She says it with the peppy tone-deafness of an all-American housewife. Sussin and Carrie Aizley, who plays Joan, developed these two gals as members of the Groundlings, the famed L.A. comedy improv troupe on Melrose. Here they get to take them out for a spin in a ribald setup not unlike Rodney Dangerfield in "Back to School" or Will Ferrell (another Groundlings alumnus) in "Old School."
But there's a different kind of joy to be had in "Campus Ladies"; it has to do with the characters' cultural specificity — the comedy of college life as filtered through two credulous homemakers, somewhat desperate housewives who ditch the white picket fence for the quad and the jello shot. The twist isn't all that unusual, I suppose (unless you factor in the unlevel playing field for female comedians), but Aizley and Sussin are so free and easy with these characters, their chemistry and banter so pitch-perfect, that they continually defy expectations.
And so you anticipate their repression to be the joke, and sometimes it is, but "Campus Ladies" is up to something looser than that; the unspoken joke of the show comes not only from these not-so-innocents abroad but from the various reactions they elicit from fellow students.

- _Instructions_
1. Using the Campus Ladies review, decide whether each statement agrees with it: (a) Carrie Aizley plays Joan; (b) the Groundlings troupe is based in New York; (c) Will Ferrell is a former Groundlings member. For each, answer yes or no and quote the deciding words from the review.
2. Write out everything in the Campus Ladies review from "And so you anticipate" down to "from fellow students.".
The material after this point comes from a different source.

- _Data shown_
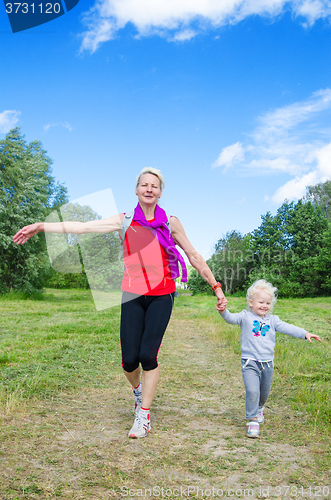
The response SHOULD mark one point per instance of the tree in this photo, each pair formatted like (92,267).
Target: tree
(28,193)
(320,195)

- _Set of answers_
1.
(a) Yes: "Carrie Aizley, who plays Joan"
(b) No: "the famed L.A. comedy improv troupe on Melrose"
(c) Yes: "Will Ferrell (another Groundlings alumnus)"

2.
And so you anticipate their repression to be the joke, and sometimes it is, but "Campus Ladies" is up to something looser than that; the unspoken joke of the show comes not only from these not-so-innocents abroad but from the various reactions they elicit from fellow students.